▶ _TEKS KUTIPAN_:

▼▼▼

Maka dari itu sebagai seorang jurnalis perlu adanya sebuah kesadaran untuk kritis dan progresif. Tidak hanya kritis dalam menanggapi gejala dan fenomena, namun juga kritis terhadap kalimat demi kalimat, paraghrap demi paraghrap dalam naskah-naskah yang hendak dipublikasikan, tidak boleh hanya kritis tanpa adanya progresif, begitu juga sebaliknya. Lantaran dua elemen tersebut saling berkaitan.


Inovatif

Lembaga Pers Mahasiswa dalam kampus seperti kawah Candra Dimuka untuk pengembangan diri dalam bidang kepenulisan. Mengamati gejala dan fenomena, mengumpulkan fakta lalu dituangkan dalam bentuk tulisan yang menarik dan terasa renyah bukanlah hal yang mudah. Diperlukan adanya latihan menulis ekstra keras dan pelatihan berinovatif yang disiplin. Inovatif di sini artinya proses atau hasil pengembangan dari pemanfaatan sifat kreatif, keterampilan, dan pengalaman untuk menciptakan atau memperbaiki produk, proses, dan atau sistem yang baru, yang memberikan nilai yang berarti atau signifikan.

▲▲▲

▶ _DATA YANG DIBERIKAN_:
▼▼▼

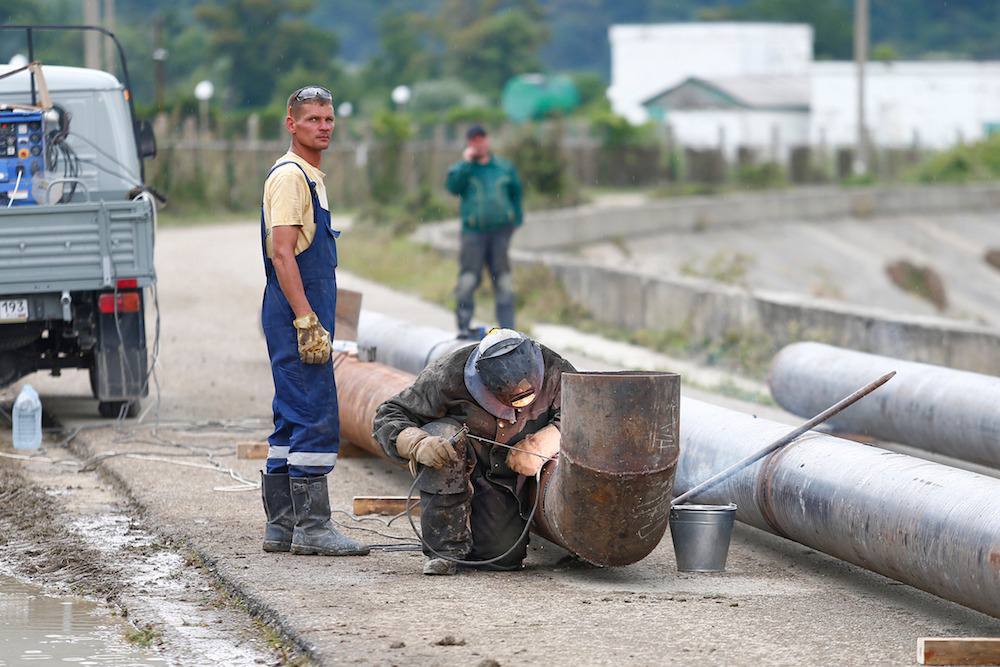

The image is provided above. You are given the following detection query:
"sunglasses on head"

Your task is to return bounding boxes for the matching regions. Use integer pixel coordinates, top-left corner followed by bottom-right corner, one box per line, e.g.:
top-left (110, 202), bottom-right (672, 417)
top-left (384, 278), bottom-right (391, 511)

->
top-left (295, 86), bottom-right (333, 102)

▲▲▲

▶ _TUGAS A_: Tentukan apakah setiap pernyataan berikut sesuai dengan teks tentang pers mahasiswa, lalu jawab ya atau tidak untuk masing-masing disertai kutipan persis dari teks yang menjadi penentunya. (i) Seorang jurnalis cukup bersikap kritis tanpa perlu bersikap progresif. (ii) Lembaga Pers Mahasiswa di kampus diibaratkan seperti kawah Candra Dimuka. (iii) Menuangkan fakta menjadi tulisan yang menarik dan terasa renyah adalah hal yang mudah.
▶ _TUGAS B_: Ulangi tanpa perubahan bagian teks tentang pers mahasiswa yang dimulai dari "Maka dari itu" dan berakhir pada "tersebut saling berkaitan.".
▶ _TUGAS C_: Lanjutkan teks tentang pers mahasiswa mulai setelah kalimat terakhirnya.

▶ _JAWABAN A_:
(i) Tidak: "tidak boleh hanya kritis tanpa adanya progresif, begitu juga sebaliknya"
(ii) Ya: "Lembaga Pers Mahasiswa dalam kampus seperti kawah Candra Dimuka untuk pengembangan diri dalam bidang kepenulisan"
(iii) Tidak: "Mengamati gejala dan fenomena, mengumpulkan fakta lalu dituangkan dalam bentuk tulisan yang menarik dan terasa renyah bukanlah hal yang mudah"

▶ _JAWABAN B_:
Maka dari itu sebagai seorang jurnalis perlu adanya sebuah kesadaran untuk kritis dan progresif. Tidak hanya kritis dalam menanggapi gejala dan fenomena, namun juga kritis terhadap kalimat demi kalimat, paraghrap demi paraghrap dalam naskah-naskah yang hendak dipublikasikan, tidak boleh hanya kritis tanpa adanya progresif, begitu juga sebaliknya. Lantaran dua elemen tersebut saling berkaitan.

▶ _JAWABAN C_:
Dalam KBBI, inovatif dan inovasi adalah dua kutub yang berbeda. Penulis analogikan seperti kita bisa memberikan inovasi dalam menyelenggarakan sebuah acara, namun dalam acara yang kita selanggarakan tersebut belum tentu adanya inovatif. Lantas bagaimana memunculkan etos kerja yang inovatif? Dari manakah asalnya etos kerja inovatif tersebut? Jawabannya sederhana, ada di dalam diri. Jawaban tersebut terlihat mengawang. Namun jika kita urutkan jawabnnya dari pertanayaan pertama, bagaimana memunculkan etos pergerakan yang inovatif ialah dengan cara menambah wawasan dan mengubah mindset yang semula konservatif menjadi lebih terbuka. Kedua jawaban tersebut adanya tergantung subjek. Jika subjek tak menghendaki melakukan keduanya, secara tidak langsung juga menanggalkan hati nurani. Sumber lain di dalam buku Agama Saya Jurnalisme, karya Andreas Harsono juga mengatakan hal yang demikian. Bahwa, "Setiap wartawan harus mendengarkan hati nuraninya sendiri. Dari ruang redaksi hingga ruang direksi, semua wartawan seyogyanya punya pertimbangan pribadi tentang etika dan tanggungjawab sosial."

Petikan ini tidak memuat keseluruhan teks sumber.